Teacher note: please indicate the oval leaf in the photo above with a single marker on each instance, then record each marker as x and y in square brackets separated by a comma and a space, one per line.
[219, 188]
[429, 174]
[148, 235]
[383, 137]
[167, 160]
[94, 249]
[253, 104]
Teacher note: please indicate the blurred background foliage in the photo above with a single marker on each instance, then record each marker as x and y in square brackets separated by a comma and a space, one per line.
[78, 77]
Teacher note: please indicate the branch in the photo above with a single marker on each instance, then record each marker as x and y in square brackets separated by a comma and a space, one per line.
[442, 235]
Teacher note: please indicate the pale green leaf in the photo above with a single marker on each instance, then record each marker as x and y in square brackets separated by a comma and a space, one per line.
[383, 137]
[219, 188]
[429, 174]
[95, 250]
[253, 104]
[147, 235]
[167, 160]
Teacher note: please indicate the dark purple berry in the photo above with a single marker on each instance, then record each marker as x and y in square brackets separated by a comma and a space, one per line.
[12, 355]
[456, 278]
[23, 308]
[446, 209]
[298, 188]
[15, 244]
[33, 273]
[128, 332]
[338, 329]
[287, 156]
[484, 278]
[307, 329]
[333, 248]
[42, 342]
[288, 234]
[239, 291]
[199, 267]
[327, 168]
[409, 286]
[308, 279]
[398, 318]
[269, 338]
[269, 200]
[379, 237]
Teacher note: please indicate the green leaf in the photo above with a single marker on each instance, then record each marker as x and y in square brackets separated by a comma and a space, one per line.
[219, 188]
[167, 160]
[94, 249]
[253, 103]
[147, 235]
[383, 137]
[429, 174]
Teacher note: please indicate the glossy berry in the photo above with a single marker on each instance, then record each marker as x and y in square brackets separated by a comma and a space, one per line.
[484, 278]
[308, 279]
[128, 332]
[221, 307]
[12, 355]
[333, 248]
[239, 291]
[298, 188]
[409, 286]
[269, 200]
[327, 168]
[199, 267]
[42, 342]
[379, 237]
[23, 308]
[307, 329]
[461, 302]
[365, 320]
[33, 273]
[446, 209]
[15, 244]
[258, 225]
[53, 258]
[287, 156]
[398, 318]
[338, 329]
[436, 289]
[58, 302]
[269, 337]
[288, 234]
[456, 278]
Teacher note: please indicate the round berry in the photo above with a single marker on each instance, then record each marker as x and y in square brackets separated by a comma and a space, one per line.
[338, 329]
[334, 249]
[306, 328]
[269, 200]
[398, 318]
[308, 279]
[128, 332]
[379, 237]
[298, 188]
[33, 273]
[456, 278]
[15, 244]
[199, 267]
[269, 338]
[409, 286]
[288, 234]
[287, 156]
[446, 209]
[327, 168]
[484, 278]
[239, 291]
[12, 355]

- Work required -
Extract every line from the one containing "Teacher note: please indicate the round" to the end of the entries, including both of those lines, exactly as given and with nothing added.

- Task output -
Teacher note: please indicate the round berry in the photo above with a single marker on each instance, then record each marker as x and y in square brackets separated by a comma and a space, one per line.
[338, 329]
[334, 249]
[306, 328]
[269, 200]
[398, 318]
[308, 279]
[128, 332]
[379, 237]
[298, 188]
[33, 273]
[456, 278]
[15, 244]
[199, 267]
[269, 338]
[409, 286]
[288, 234]
[287, 156]
[446, 209]
[327, 168]
[484, 278]
[239, 291]
[12, 355]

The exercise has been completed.